(PASSAGE TO READ)

Identifying disease-specific mechanisms using transcriptomics data through co-expression networks and pathway knowledge
Master’s student, Rebeca Figueiredo, discusses her recently submitted work on overlaying pathway knowledge with co-expression networks to identify disease-specific mechanisms.
Despite the exponential growth of biomedical data in the last decades, we are still far from understanding the function of every gene in a living organism. Nevertheless, we can assign specific biological functions to thousands of protein-coding genes in the human genome.
This allows us to create complex interactions between groups of genes, proteins, and other biomolecules to indicate the normal functioning of the cell. By acquiring knowledge of these interactions into a human interactome network, we can decipher the molecular mechanisms which cause system-wide failures that can lead to disease through networks.
Bridging disease signatures with pathway knowledge
Our goal is to use a systematic network-based approach that builds a bridge between disease signatures and pathway knowledge to better understand human pathophysiology. We collected thousands of transcriptomic datasets from over 60 diseases and explored expression patterns observed in their corresponding co-expression networks to the network representing “healthy” reference samples and an interactome network with pathway knowledge at three different scales. At each of these scales, we have investigated which proteins, subgraphs, and pathways could be associated with both disease-specific and shared mechanisms. Firstly, at the most broad scale, we identify the most and least common proteins in these diseases and evaluate their consistency against the interactome as a proxy for their prevalence in the scientific literature. Secondly, we overlay both network templates to analyze common correlations and interactions between proteins across diseases. Thirdly, we explore the similarity between patterns observed at the disease level and pathway knowledge to identify pathway signatures associated with specific diseases and indication areas. Fig. 1 illustrates our methodology and steps in our systematic analysis.

(End PASSAGE TO READ)
(RECORD SET)

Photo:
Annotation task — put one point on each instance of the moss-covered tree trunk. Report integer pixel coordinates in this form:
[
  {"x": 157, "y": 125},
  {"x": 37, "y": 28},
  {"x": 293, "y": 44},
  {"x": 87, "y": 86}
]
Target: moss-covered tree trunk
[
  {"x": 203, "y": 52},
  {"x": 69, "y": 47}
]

(End RECORD SET)

EXERCISE INSTRUCTIONS: According to the passage on disease-specific mechanisms, how many diseases did the collected transcriptomic datasets come from?

WRITTEN RESPONSE: Over 60 diseases.